Aim of the task
In the article on Tom Morello's greatest gig, what song did fans have to download to earn a free Rage Against The Machine show in the UK?

══ Source text ══

Rage Against The Machine at Finsbury Park, 2010. Warning: NSFW!
Good times, bad times - we've all had our share. And if you're a musician, the same holds true for gigs. "I've had fantastic shows and a few that were truly pathetic," says Tom Morello, guitarist for Rage Against The Machine, Street Sweeper Social Club and a solo artist in his own right - he's The Nightwatchman. During a recent interview with MusicRadar, the axe star shared his highest of highs...and lowest of lows.
"My greatest gig ever would be a tie between two shows," says Morello. "The first one would have to be Rage Against The Machine last summer at Finsbury Park in London." The band, responding to a Facebook campaign to prevent 2009 X Factor winner Joe McElderry from reaching the top spot at Christmas with his cover of Miley Cyrus' The Climb, pledged to play a free show in the UK if enough people downloaded their song Killing In The Name.
Rage prevailed and made good on their promise, staging the concert on their own and covering all costs "right down to the last Porta Potty," says Morello. "It was amazing. To say it was out of control would be such an understatement. If you've ever seen a crowd lose their minds - picture Queen at Live Aid or pick your moment - this audience was double that and then some. What a spectacle! Totally insane."

═══
══ Information shown ══

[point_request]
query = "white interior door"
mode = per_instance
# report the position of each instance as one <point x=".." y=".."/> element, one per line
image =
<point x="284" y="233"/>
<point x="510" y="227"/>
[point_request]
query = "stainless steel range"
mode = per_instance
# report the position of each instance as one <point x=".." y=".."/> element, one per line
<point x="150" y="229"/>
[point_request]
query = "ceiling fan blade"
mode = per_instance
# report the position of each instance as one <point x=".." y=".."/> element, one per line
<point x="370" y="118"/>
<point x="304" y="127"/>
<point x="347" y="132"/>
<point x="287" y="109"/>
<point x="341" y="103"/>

═══
══ Information shown ══

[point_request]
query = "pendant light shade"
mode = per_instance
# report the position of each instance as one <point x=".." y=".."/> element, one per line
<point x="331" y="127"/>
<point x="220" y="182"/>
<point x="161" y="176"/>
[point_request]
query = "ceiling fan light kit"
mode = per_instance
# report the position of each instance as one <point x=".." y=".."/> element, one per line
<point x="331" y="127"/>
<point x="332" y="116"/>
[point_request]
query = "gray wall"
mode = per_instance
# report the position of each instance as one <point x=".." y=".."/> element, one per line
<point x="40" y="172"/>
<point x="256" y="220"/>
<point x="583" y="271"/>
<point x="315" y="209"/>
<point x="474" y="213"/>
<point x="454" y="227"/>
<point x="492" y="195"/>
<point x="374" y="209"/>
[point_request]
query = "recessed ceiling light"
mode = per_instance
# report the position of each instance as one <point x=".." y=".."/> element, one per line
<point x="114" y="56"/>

═══
══ Information shown ══

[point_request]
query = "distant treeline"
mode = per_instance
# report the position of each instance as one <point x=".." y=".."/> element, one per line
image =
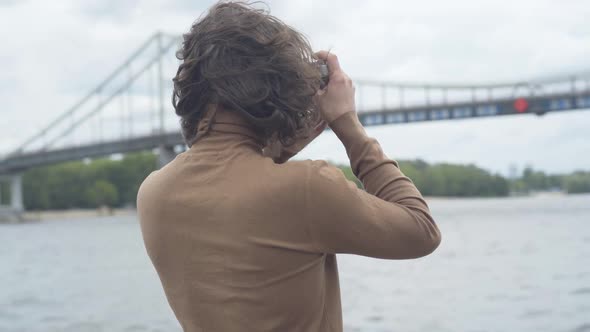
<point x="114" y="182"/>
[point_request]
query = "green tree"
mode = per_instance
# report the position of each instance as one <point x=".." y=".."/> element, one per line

═══

Answer
Killing In The Name